▶ [Work required]: How many lines in the entries below include the string "motif"? Reply with the number alone.

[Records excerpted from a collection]
Begin
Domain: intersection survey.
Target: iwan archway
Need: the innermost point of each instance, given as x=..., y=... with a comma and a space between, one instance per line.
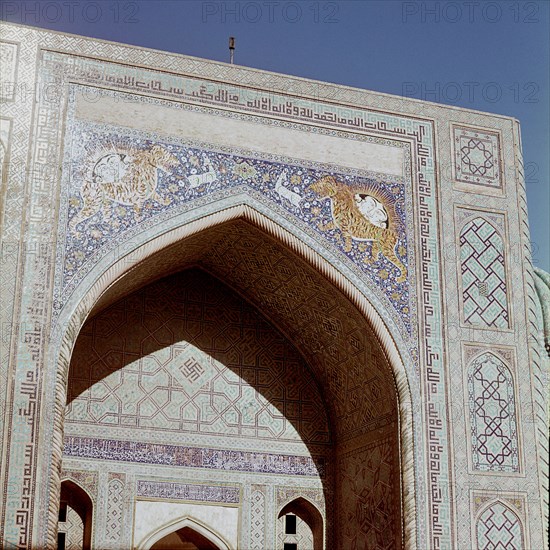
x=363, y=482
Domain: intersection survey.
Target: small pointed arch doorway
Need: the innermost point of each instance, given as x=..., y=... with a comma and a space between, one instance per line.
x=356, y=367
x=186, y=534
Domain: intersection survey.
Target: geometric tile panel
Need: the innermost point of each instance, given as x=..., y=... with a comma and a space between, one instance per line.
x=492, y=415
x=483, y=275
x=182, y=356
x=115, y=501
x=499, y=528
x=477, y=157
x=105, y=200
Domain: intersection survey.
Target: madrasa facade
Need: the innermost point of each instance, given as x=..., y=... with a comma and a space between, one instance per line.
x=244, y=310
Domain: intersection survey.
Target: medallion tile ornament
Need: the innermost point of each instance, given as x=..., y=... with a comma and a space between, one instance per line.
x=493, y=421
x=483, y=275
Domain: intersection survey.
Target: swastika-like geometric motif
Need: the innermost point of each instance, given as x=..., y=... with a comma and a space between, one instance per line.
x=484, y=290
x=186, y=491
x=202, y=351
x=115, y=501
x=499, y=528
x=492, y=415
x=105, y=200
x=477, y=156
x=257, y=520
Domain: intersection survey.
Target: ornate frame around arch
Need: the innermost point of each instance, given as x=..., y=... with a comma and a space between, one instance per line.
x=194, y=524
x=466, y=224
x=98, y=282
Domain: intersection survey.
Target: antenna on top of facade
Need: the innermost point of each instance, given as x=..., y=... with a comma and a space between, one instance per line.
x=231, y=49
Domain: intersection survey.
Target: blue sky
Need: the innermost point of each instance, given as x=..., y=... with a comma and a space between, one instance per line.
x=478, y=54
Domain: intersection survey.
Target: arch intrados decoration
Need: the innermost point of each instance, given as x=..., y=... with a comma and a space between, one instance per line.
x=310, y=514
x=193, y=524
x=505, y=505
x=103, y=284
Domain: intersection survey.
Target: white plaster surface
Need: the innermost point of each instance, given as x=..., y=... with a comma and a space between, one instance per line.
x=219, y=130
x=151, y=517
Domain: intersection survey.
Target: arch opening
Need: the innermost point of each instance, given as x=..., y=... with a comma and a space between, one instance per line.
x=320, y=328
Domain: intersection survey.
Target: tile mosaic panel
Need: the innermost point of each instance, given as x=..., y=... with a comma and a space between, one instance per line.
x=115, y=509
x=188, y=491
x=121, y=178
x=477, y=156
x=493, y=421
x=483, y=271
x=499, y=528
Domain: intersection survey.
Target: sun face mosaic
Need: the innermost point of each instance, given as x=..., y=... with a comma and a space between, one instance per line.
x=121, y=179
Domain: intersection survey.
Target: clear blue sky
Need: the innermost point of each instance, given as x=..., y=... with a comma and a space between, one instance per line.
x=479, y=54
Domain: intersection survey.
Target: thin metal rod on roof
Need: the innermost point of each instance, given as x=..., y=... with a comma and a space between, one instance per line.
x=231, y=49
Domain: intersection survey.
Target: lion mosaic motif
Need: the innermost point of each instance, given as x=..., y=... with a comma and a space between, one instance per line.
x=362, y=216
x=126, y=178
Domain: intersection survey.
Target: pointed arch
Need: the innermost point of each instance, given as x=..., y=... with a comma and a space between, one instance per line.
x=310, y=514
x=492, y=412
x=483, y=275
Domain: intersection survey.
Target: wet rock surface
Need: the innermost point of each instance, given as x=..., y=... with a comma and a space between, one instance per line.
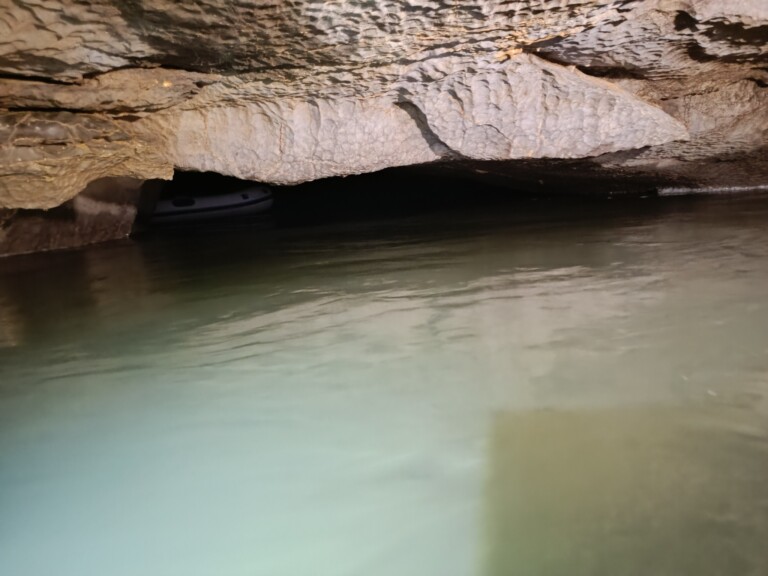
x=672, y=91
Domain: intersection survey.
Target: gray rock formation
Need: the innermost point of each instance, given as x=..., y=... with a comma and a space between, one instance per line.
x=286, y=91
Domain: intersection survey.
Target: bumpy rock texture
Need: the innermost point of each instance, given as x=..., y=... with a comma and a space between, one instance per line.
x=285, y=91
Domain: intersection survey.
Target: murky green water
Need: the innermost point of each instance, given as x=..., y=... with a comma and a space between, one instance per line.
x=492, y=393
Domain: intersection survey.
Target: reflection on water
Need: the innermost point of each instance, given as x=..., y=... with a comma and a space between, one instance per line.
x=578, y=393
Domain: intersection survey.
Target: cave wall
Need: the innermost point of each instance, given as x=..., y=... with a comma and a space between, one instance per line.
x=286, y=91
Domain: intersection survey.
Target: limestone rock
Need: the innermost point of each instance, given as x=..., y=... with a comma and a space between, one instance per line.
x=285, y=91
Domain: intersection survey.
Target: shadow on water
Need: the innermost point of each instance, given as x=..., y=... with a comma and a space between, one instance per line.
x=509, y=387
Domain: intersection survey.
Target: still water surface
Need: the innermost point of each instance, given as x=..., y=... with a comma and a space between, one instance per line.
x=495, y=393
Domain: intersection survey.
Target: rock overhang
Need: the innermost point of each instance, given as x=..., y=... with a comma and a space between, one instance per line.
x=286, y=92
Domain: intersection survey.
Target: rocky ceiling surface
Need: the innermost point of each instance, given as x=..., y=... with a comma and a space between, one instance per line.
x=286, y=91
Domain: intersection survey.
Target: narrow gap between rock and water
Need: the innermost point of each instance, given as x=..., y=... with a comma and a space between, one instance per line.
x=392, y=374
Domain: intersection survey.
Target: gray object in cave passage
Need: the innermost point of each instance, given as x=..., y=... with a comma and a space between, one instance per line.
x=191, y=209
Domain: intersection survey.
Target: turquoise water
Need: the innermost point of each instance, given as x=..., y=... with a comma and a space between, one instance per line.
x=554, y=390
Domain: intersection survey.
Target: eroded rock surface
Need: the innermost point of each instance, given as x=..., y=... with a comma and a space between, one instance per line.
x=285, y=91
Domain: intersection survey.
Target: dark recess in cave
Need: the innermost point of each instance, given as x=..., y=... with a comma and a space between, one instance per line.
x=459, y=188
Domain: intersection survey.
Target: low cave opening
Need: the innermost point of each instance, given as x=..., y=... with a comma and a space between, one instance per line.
End
▶ [The completed task]: 2